** What needs to be done **
Pull every line of the entries that has the word "ceiling".

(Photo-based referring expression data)
═══

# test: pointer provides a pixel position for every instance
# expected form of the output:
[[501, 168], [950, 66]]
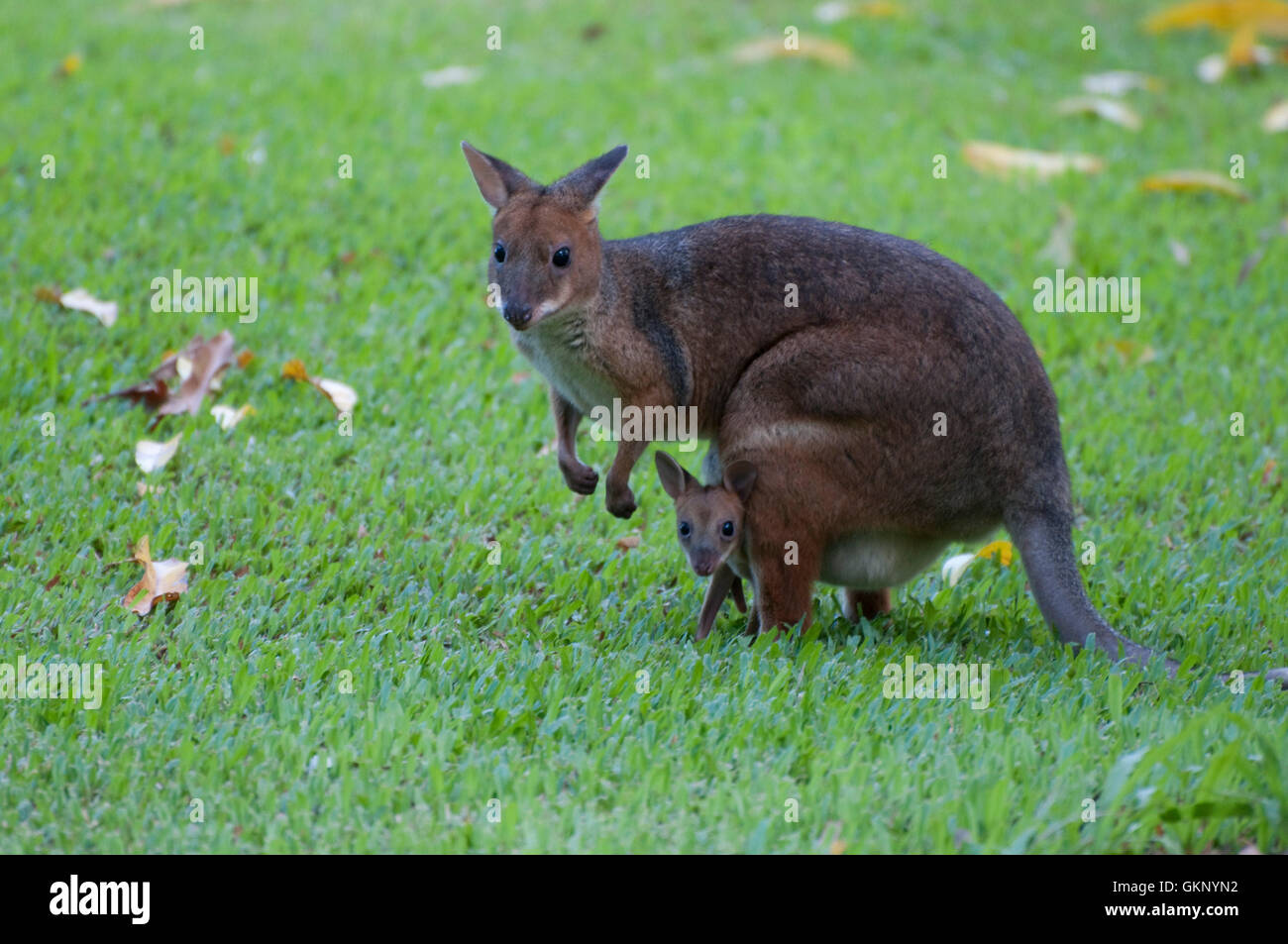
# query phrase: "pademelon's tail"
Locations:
[[1043, 539]]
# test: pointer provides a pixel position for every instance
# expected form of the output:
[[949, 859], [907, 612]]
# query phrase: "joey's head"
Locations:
[[545, 240], [708, 518]]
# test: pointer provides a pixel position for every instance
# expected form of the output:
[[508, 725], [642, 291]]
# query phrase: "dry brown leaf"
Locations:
[[1276, 119], [1107, 108], [828, 52], [1004, 159], [151, 456], [162, 579], [207, 360], [1194, 180]]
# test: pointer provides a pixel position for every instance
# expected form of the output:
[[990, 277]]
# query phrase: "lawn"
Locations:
[[415, 638]]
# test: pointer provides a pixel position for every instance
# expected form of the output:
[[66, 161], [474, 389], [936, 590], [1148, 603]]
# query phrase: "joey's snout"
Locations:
[[704, 562], [518, 316]]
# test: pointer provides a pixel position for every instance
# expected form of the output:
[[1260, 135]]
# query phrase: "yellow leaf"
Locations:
[[1276, 119], [1190, 180], [1222, 14], [999, 550], [1004, 159], [811, 48]]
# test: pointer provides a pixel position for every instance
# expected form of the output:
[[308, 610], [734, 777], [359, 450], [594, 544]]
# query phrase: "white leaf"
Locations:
[[81, 300], [151, 456], [954, 567], [452, 75]]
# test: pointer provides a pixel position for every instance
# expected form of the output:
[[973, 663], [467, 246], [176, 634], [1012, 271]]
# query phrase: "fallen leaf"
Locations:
[[1004, 159], [874, 9], [954, 567], [1276, 119], [1119, 82], [1107, 108], [342, 395], [227, 417], [1194, 180], [452, 75], [80, 300], [1269, 16], [151, 456], [997, 550], [828, 52], [162, 579], [206, 360]]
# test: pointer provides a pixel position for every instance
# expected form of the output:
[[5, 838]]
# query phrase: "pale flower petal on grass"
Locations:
[[1119, 82], [80, 300], [451, 75], [1107, 108], [344, 397], [227, 417], [954, 567], [991, 157], [162, 579], [151, 456]]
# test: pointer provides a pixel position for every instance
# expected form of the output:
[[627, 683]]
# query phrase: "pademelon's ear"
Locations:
[[585, 183], [497, 180], [739, 476], [674, 478]]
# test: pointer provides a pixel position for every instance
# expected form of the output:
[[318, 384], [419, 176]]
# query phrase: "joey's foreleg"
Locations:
[[579, 475], [721, 582]]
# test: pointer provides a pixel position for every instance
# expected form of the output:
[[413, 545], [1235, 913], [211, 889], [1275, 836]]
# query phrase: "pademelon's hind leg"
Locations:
[[867, 603]]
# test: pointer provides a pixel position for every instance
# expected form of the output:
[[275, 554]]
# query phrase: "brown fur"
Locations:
[[836, 395]]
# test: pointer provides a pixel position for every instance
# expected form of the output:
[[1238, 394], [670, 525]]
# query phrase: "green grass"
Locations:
[[369, 554]]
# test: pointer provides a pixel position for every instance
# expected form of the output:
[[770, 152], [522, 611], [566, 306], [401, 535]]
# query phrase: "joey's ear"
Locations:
[[739, 476], [497, 180], [589, 179], [674, 478]]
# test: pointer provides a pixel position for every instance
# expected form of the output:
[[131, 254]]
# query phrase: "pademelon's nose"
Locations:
[[518, 316]]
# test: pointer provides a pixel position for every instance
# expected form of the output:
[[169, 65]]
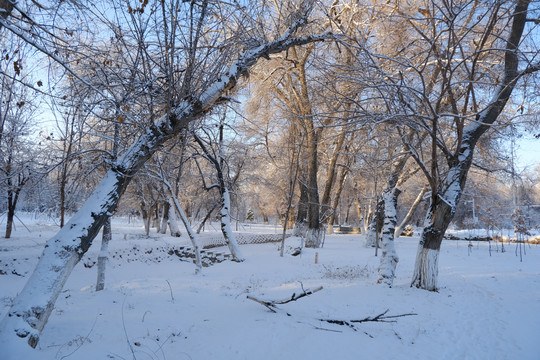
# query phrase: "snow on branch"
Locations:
[[271, 305]]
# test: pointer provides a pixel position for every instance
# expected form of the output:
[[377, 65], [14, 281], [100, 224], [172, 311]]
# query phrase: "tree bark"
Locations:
[[164, 217], [313, 234], [103, 255], [409, 215], [173, 219], [32, 307], [375, 225], [337, 197], [445, 200]]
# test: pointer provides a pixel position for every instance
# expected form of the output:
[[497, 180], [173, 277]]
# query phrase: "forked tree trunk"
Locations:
[[337, 197], [388, 203], [187, 225], [300, 225], [444, 202], [32, 307]]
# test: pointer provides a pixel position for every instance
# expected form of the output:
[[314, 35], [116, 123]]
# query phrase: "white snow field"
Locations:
[[155, 307]]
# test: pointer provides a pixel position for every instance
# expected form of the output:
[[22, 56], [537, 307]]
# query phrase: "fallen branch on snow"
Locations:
[[379, 318], [382, 317], [271, 305]]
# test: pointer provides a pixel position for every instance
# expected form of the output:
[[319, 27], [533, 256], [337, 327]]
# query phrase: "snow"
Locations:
[[154, 307]]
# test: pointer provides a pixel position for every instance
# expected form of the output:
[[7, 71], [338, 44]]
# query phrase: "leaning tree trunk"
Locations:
[[443, 206], [32, 307]]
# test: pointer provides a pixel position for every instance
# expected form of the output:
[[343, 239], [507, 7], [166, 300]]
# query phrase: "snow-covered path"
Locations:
[[156, 308]]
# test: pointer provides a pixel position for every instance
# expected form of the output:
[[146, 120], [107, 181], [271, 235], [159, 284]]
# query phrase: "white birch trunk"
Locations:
[[103, 255], [32, 307], [189, 229], [173, 220], [389, 258], [164, 219], [229, 236], [409, 215]]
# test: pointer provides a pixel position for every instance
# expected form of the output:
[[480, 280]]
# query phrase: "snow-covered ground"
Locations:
[[155, 307]]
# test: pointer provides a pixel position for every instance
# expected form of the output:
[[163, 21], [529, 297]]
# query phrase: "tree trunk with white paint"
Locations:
[[32, 307], [103, 255], [409, 215], [446, 197], [173, 220], [375, 225], [389, 257]]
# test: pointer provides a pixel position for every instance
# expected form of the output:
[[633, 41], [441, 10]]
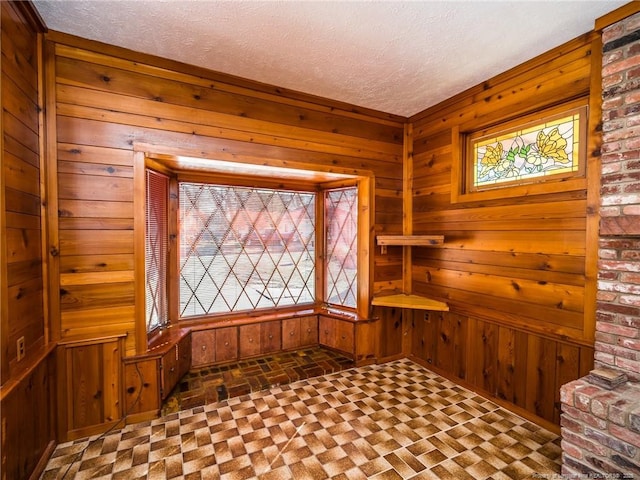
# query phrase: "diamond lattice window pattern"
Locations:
[[341, 210], [156, 250], [245, 248]]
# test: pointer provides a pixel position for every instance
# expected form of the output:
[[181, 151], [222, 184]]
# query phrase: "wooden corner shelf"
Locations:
[[408, 240], [403, 300]]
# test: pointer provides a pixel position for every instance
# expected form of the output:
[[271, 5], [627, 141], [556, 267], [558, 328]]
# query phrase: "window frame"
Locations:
[[316, 180], [462, 189]]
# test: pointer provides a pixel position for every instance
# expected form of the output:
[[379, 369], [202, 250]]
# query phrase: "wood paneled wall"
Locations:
[[106, 101], [22, 294], [518, 273], [26, 399]]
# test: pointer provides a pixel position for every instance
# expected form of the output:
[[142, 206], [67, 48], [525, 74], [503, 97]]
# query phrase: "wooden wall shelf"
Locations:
[[409, 240], [403, 300]]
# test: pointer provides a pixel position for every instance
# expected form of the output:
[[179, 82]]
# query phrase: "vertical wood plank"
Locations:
[[445, 343], [51, 243], [431, 322], [593, 190], [567, 369], [460, 342], [541, 376], [506, 364], [139, 227]]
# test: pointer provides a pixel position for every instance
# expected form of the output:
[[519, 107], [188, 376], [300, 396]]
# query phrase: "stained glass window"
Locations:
[[532, 152], [245, 248]]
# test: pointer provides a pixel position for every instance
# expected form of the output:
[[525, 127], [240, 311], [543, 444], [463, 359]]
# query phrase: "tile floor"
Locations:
[[396, 420], [212, 384]]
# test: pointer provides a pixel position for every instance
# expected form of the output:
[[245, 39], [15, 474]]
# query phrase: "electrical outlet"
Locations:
[[20, 348]]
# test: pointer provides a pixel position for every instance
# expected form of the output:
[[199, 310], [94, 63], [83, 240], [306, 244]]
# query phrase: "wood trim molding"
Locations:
[[139, 222], [51, 241]]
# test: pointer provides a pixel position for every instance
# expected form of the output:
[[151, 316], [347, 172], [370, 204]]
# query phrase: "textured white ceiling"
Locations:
[[395, 56]]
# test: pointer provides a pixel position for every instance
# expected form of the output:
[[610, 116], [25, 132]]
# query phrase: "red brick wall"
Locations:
[[601, 424], [618, 321]]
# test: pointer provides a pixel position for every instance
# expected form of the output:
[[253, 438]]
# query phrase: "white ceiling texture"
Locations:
[[398, 56]]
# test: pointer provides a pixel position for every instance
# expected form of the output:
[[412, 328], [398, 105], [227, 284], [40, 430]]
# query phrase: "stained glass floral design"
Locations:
[[543, 149]]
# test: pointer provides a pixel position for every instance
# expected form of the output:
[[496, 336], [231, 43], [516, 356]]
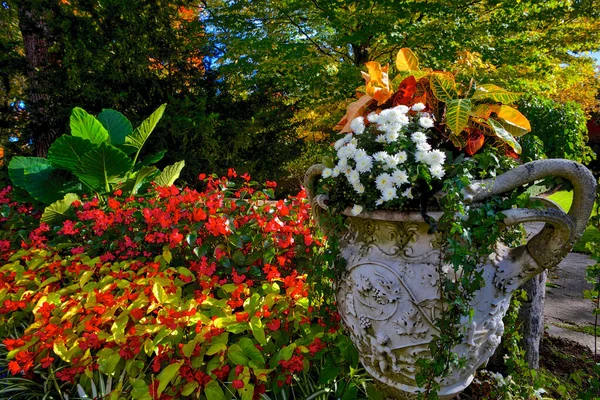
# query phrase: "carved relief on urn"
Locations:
[[389, 297]]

═══

** Task response **
# query phrase: "textured white ceiling"
# query phrase: "white ceiling texture"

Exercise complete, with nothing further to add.